>> Begin Text to read

Evidence no.1 A young, non-white and unknown presidential candidate talking of “hope and unity” and winning the election: Obama’s campaign in 2008? No, The West Wing, 2005, NBC.

Evidence no.2 A wife publicly standing by her famous husband after he admits he’s involved in a sex scandal, trying to save her family and life from gossip and humiliation: Hillary Clinton after Bill confessed his “improper physical relationship" with Monica Lewinsky? New York Governor Eliot Spitzer’s wife after he got caught in a prostitution scandal and held a press conference to apologize? Both stories match, but it’s Julianna Margulies in The Good Wife, 2009, CBS.

Evidence no.3 A charismatic leader coming out of the blue, bringing a message of hope and change, using youngsters’ enthusiastic support to spread the message around, and promising – you guess? – universal health care: this time must be Barack Obama… No, it’s Anna, the leader of the Visitors, the humanly-disguised aliens landed on earth - and on ABC in autumn 2009.

What are we trying to prove? That sometimes TV fiction is able to capture reality to the point of anticipating it? That life imitates fiction? That some authors of TV series have psychic powers? Maybe we’re just mad men, but a bit of all this.
Let’s take the West Wing case: the introduction of the Obama-like character is 2 years prior to the announcement of his candidacy for president. But to shape the figure of a young outsider, an idealistic and telegenic candidate coming from an ethnic minority and speaking with Obama’s words, the writer and producer Eli Attie (now working on House) didn’t travel through time: former speechwriter for Al Gore, Attie saw a young politician from Chicago, not even a Senator yet, giving an inspiring speech at the democratic convention in 2004. He then asked Obama’s collaborator David Axelrod to tell him more about that man and started modelling his fictional character on him. No coincidence nor fortune-telling then, just intuition and good knowledge of the environment he was writing about. Somehow it’s always the good old advice by Hemingway: only write on things you know well.
An interesting counterpart on the side of non-fiction is HBO’s documentary By The People – The Election of Barack Obama, a unique day by day insight into Obama’s staff and family from 2006 until the election: watching on TV that same democratic convention in 2004, young filmmaker Amy Rice discovered this interesting character and so in 2006, a year before Obama announced his run for the White House, she decided to tell this behind-the-scene story, because she thought “he could be the first African-American president”. That’s not enough to ‘step into a Barack Obama’, you need to recognize the potential of the character and start working on him.

>> End Text to read
>> Begin Information shown

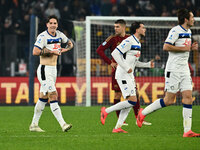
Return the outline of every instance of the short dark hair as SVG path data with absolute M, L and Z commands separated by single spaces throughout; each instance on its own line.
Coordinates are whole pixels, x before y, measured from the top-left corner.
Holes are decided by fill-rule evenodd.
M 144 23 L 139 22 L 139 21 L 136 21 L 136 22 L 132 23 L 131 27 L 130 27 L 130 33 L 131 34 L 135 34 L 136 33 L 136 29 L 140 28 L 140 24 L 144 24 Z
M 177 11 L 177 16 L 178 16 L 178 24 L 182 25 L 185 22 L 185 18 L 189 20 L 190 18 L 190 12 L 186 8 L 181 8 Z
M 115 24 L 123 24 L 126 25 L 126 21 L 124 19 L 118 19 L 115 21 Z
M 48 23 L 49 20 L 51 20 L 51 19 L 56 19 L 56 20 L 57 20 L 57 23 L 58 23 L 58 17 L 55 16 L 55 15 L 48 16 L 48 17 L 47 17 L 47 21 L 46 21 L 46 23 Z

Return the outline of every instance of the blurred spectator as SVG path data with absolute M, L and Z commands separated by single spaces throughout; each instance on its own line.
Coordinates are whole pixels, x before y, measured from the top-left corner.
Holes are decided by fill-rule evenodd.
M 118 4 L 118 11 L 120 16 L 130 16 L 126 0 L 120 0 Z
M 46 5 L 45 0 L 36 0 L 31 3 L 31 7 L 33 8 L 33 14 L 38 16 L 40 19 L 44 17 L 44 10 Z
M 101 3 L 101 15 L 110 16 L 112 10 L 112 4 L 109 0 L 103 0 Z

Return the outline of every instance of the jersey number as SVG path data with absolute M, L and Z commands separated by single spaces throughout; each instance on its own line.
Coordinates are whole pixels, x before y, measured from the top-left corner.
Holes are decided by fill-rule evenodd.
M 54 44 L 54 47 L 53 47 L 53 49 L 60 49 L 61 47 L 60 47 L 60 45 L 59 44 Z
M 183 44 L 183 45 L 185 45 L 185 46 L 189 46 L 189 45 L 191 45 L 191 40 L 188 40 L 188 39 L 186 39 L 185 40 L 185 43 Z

>> End Information shown

Task requirements:
- a) Say whether each statement agrees with the text on TV fiction and politics, answering yes or no and quoting the deciding words. (i) Eli Attie had worked as a speechwriter for Al Gore. (ii) Amy Rice started her documentary after Obama announced his run for the White House. (iii) The Good Wife aired on NBC.
- b) Answer from the text on TV fiction and politics:
(i) On which network did the series featuring Anna, leader of the Visitors, air?
(ii) Whom did Eli Attie ask to tell him more about Obama?
(iii) Which show is Eli Attie now working on?
- c) Pick up the text on TV fiction and politics after its final sentence and keep writing.

Written responses:
- a)
(i) Yes: "former speechwriter for Al Gore"
(ii) No: "in 2006, a year before Obama announced his run for the White House"
(iii) No: "The Good Wife, 2009, CBS"

- b)
(i) ABC
(ii) David Axelrod
(iii) House

- c)
Back to (science) fiction. Because maybe the most interesting part of the West Wing affair is how the scriptwriter Elie Attie prefigured the continuation of the story, anticipating reality to the point of divination: first his ethnic minority candidate struggles not to be defined only by race nor underestimated for his scarce political experience, then has to face strong internal opposition from a more established Democratic figure, finally runs against a veteran Republican candidate who’s not a Bush follower, a maverick not beloved by the conservative base. But of course, our charismatic outsider ends up winning the White House. Written in 2004, aired in 2005, actually happened in 2007-8.
A bit of the same happened to husband-and-wife team Robert and Michelle King, who created and executive-produced The Good Wife (along with Ridley and Tony Scott, among others): they started working on the project soon after Eliot Spitzer resigned from New York Governor in march 2008, drawing inspiration from similar cases (the Clintons, the Edwards).
They simply asked themselves the right dramaturgical question: what happens to these good wives after those embarrassing press conferences where they stand at their unfaithful husbands’ side? First of all a slap on the man’s face just outside the flashes of cameras – it’s the striking opening of the series, no matter if truly happened or not, it’s the perfect way to let us know that this woman is going to fight to regain her life and dignity – and then back to the job they’ve left for years to focus on the family and children. So, just as the writers had imagined for the character played by Julianna Margulies, with bills and rent to pay, an unemployed husband and three children, Silda Spitzer reentered the market job after 15 years in autumn 2008. In Michelle King’s words: “We’ve been pulling from the headlines, but lately they’ve been pulling from us!”.
As you may have noticed, the only explanation that we’re excluding is maybe the first and most obvious that would come to the old European critic’s eye: that these stories are carrying an ideological and political message. Take 24, often accused by the liberal media of justifying violence and even torture, and thus judged as a TV surrogate of the Bush doctrine; or take the Obama-like leader of the Visitors, promptly quoted by Fox News to show that the president’s approach is evil and ‘alien’ to America: of course you can analyse the ideological and ethical side of such stories, but reducing them to political barometers, you’d miss their primary essence of narrative machines and television products.
In 24, Jack Bauer and his Counter Terrorist Unit go far beyond law and human rights in their one-day-rush to avoid the catastrophe because the narrative structure requires an justifies it, and in 24 the “real time” mechanism and the urgency of action are everything. As somebody noticed, it’s a bit like in those cartoons where characters fall from a precipice, get hurt in many ways and even die, but always re-appear fresh and clean in the following scene, their pain leaving no emotional trace.
So it’s for the ‘Obamian’ leader of the Visitors: of course authors and producers are winking at the audience when they make the leader of alien invaders speak like the president of the USA, but the real point is that they’re just trying to engineer the most agreeable, charismatic and convincing figure of a political guide. In 2009 he/she must speak and behave a bit like Obama.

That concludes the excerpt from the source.